**Data records:**
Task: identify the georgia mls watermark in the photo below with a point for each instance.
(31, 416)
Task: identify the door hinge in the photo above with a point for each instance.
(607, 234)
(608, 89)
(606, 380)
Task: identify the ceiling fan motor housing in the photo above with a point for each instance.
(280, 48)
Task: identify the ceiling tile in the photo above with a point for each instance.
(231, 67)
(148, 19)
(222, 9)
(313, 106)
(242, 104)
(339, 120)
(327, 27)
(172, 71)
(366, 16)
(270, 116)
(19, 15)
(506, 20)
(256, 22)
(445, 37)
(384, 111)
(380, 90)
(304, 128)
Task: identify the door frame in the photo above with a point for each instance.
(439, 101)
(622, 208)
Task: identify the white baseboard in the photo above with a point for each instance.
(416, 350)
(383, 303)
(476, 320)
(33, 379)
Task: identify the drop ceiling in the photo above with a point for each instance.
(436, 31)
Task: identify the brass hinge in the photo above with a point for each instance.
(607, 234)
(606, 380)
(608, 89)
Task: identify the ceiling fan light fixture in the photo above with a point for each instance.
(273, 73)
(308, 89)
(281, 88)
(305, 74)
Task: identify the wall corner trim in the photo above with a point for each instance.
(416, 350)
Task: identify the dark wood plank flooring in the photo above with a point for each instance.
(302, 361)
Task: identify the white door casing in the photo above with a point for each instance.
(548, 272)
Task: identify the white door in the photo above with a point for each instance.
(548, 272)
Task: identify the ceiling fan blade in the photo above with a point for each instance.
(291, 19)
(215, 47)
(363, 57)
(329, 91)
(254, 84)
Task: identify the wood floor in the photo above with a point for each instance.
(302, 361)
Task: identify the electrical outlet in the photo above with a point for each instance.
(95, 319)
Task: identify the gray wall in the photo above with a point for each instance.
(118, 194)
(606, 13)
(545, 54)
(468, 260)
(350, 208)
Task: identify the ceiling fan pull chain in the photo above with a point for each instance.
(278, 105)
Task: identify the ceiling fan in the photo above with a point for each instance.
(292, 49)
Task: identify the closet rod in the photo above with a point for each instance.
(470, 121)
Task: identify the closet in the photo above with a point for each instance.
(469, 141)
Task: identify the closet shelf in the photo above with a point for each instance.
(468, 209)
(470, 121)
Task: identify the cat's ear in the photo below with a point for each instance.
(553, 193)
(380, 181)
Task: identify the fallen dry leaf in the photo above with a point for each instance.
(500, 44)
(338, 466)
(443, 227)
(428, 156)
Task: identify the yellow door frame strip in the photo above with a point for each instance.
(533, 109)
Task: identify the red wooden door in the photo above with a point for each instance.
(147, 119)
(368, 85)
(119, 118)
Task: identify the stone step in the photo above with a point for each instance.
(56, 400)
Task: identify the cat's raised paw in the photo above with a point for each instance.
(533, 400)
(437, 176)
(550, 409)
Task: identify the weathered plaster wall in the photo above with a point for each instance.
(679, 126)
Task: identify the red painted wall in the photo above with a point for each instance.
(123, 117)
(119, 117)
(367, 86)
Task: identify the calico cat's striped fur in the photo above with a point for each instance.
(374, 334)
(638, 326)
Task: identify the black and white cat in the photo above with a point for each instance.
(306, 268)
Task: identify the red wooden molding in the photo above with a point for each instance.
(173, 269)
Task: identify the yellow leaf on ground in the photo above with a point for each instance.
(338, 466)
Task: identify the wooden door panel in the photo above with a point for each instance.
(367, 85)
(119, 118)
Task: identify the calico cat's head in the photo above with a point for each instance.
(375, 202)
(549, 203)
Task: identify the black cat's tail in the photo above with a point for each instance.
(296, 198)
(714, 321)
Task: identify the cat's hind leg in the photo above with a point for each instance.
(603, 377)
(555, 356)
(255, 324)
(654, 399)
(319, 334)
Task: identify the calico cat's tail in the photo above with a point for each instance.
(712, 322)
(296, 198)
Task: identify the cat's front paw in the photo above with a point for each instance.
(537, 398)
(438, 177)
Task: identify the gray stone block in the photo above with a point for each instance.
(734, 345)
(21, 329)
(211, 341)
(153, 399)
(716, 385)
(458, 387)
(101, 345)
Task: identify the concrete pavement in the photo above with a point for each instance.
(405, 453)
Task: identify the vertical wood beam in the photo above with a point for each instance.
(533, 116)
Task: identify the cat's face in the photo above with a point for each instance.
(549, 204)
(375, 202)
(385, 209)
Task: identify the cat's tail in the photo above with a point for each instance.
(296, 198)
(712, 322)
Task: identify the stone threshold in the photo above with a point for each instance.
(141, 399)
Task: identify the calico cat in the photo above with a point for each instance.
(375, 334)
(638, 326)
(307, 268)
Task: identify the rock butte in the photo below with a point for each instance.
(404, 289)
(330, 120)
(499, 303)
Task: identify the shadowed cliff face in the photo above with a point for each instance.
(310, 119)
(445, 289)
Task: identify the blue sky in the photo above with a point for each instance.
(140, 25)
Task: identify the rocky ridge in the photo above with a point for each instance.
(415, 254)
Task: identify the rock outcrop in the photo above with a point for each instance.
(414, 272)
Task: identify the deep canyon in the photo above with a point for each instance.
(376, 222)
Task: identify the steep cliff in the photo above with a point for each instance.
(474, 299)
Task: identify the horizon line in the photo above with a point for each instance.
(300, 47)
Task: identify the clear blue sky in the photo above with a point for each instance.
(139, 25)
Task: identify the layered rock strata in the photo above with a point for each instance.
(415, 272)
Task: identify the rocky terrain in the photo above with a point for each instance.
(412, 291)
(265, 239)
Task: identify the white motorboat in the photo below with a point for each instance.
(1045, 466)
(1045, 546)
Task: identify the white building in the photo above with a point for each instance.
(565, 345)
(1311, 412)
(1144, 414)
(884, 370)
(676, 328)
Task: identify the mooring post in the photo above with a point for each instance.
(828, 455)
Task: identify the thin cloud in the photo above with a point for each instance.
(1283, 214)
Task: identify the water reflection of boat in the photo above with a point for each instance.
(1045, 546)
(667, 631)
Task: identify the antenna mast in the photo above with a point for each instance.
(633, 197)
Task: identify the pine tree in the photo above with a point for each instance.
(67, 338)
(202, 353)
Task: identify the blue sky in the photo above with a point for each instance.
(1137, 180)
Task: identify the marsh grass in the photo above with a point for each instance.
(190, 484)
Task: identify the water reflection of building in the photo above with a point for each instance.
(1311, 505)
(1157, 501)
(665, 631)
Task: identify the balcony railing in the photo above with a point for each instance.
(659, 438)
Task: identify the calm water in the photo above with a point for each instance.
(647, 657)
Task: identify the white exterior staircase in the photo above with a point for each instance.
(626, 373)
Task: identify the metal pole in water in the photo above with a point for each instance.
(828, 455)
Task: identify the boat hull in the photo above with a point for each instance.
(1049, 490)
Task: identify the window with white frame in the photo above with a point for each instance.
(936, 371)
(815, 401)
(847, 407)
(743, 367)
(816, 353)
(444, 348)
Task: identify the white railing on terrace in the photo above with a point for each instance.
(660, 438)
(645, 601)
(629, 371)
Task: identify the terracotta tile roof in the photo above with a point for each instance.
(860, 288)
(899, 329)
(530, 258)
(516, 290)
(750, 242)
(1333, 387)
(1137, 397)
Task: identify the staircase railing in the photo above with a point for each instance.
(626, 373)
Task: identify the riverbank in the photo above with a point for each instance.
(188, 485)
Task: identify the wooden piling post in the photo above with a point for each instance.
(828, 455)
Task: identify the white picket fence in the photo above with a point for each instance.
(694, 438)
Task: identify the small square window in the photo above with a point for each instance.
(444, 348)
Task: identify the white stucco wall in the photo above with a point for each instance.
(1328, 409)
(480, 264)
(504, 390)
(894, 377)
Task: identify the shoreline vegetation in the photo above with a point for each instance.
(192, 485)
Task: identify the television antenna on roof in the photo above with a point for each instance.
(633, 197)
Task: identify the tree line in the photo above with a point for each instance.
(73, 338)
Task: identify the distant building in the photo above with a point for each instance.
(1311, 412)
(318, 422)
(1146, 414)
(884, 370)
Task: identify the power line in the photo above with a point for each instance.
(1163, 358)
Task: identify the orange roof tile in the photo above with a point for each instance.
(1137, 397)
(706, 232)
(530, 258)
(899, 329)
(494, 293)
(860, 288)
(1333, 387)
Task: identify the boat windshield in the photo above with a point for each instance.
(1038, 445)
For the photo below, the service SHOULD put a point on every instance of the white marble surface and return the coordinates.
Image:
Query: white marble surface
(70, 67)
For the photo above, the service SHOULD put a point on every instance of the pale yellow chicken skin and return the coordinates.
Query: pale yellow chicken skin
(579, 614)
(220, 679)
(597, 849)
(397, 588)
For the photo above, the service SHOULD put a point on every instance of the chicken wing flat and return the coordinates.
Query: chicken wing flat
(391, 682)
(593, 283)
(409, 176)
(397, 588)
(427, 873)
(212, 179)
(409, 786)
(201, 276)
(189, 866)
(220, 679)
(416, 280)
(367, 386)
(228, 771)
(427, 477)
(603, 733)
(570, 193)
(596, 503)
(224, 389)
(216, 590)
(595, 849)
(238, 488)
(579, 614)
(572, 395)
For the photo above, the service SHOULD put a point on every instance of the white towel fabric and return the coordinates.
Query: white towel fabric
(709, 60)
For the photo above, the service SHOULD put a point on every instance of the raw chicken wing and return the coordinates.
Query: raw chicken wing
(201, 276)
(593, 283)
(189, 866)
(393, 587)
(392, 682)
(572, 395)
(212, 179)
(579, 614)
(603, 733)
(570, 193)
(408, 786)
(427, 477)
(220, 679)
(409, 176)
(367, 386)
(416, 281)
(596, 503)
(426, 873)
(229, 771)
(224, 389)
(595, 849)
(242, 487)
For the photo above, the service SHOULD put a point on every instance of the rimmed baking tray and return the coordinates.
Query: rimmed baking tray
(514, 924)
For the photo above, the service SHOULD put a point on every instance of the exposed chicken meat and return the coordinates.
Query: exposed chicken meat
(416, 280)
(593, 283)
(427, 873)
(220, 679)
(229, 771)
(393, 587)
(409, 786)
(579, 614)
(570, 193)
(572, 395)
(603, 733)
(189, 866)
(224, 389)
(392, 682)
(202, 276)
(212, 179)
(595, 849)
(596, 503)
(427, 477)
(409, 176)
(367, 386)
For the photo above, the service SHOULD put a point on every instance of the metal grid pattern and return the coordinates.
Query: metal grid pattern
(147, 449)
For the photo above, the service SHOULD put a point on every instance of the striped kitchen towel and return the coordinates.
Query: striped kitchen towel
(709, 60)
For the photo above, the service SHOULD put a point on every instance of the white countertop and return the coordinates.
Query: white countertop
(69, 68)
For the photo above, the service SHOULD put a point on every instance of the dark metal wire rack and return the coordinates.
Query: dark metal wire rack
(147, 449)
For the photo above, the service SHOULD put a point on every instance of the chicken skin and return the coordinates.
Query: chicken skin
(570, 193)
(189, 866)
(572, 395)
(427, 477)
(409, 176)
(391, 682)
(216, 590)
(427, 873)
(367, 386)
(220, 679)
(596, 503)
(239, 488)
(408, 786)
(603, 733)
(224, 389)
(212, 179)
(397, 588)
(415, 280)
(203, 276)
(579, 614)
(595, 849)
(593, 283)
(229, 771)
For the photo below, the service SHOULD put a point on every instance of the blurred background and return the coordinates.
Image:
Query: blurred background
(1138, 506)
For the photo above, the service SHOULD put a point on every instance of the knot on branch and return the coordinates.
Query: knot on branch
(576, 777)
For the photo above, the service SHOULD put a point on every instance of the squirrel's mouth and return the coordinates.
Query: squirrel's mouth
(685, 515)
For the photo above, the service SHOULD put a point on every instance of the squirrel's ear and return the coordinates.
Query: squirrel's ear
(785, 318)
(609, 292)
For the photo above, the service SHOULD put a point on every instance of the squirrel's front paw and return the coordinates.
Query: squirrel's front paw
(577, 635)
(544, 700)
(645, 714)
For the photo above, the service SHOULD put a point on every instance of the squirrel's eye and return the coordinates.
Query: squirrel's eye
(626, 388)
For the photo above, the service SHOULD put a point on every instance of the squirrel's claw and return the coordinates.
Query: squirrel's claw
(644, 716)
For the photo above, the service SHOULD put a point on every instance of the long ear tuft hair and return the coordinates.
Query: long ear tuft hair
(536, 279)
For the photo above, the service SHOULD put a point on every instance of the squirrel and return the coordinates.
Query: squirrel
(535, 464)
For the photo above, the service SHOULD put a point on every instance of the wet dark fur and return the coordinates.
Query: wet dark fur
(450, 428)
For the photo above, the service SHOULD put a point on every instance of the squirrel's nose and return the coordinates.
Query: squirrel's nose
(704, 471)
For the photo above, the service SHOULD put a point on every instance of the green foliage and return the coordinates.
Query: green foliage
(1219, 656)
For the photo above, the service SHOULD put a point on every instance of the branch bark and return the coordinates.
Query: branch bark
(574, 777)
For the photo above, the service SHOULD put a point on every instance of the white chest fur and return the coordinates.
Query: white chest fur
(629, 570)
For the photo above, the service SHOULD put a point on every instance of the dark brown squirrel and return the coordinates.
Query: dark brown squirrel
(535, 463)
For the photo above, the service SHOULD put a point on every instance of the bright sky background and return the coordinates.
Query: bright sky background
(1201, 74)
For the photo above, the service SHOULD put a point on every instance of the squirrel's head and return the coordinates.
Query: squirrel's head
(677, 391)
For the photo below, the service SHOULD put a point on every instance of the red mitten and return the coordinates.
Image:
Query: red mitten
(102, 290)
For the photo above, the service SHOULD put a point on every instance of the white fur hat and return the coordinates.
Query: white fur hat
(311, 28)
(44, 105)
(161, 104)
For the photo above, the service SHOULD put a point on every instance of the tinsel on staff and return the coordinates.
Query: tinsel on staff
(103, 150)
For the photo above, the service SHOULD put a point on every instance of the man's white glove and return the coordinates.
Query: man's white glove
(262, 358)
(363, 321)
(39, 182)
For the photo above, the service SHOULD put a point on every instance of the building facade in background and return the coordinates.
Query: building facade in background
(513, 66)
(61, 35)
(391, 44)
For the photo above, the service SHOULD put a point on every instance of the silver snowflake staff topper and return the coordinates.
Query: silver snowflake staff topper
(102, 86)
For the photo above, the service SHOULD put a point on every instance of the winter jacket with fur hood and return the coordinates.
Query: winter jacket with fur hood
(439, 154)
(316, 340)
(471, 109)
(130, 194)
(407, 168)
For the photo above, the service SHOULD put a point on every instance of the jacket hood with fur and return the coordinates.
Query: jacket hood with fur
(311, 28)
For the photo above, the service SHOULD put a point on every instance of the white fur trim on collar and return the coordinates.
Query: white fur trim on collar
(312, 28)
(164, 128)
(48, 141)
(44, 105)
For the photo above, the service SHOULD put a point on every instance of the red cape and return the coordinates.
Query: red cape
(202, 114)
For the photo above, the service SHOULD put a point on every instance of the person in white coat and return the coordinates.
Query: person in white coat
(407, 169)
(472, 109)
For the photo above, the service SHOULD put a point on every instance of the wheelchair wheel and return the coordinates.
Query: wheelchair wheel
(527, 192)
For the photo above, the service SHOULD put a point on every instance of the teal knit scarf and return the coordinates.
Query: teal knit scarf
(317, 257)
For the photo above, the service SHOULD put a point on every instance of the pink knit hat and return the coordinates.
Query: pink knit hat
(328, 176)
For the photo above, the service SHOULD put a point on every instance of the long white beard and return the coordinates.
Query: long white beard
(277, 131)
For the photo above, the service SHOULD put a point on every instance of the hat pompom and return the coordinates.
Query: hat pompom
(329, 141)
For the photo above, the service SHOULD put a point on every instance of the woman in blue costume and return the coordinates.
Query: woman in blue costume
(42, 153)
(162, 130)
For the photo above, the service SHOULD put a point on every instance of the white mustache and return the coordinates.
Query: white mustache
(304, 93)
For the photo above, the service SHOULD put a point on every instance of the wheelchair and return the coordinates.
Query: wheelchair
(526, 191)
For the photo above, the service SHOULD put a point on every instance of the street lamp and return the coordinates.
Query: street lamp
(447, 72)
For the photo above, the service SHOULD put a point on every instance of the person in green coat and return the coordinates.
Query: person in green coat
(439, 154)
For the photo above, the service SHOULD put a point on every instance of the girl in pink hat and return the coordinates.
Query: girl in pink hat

**Exercise prompt:** Print exactly the lines from the one with "wheel and return the coordinates." through the end of the data, inclusive.

**Response to this exercise:**
For the photo above, the service SHOULD put a point on every instance of the wheelchair wheel and return the coordinates.
Query: wheelchair wheel
(527, 192)
For the photo above, the service SHOULD put a point on every instance of the teal knit scarf and return the coordinates.
Query: teal knit scarf
(317, 257)
For the photo above, the service SHOULD put a point on every instance of the pink knit hat and return the coordinates.
Query: pink knit hat
(328, 176)
For the photo above, the service SHOULD put a point on every instance of the long white beard and return the coordinates.
Query: long white beard
(277, 131)
For the photo above, the service SHOULD put a point on every instance of the hat pompom and return the coordinates.
Query: hat pompom
(329, 141)
For the photo above, the service SHOULD put a point on every instance of the woman in blue costume and return the coordinates.
Query: woman in blue costume
(42, 153)
(162, 130)
For the photo above, the service SHOULD put a point on every instance of the white mustache and return the coordinates.
Query: white mustache
(304, 93)
For the photo above, the service SHOULD put a point on every instance of the wheelchair and return the coordinates.
Query: wheelchair
(526, 191)
For the photo above, the service SHOULD put a point on every instance of the street lamp and return the coordinates.
Query: street lamp
(447, 72)
For the photo above, the service SHOULD put a point on every instance of the person in green coat and return the coordinates.
Query: person in green coat
(439, 154)
For the photo above, the service SHOULD put a point on every instance of the girl in pink hat and return the coordinates.
Query: girl in pink hat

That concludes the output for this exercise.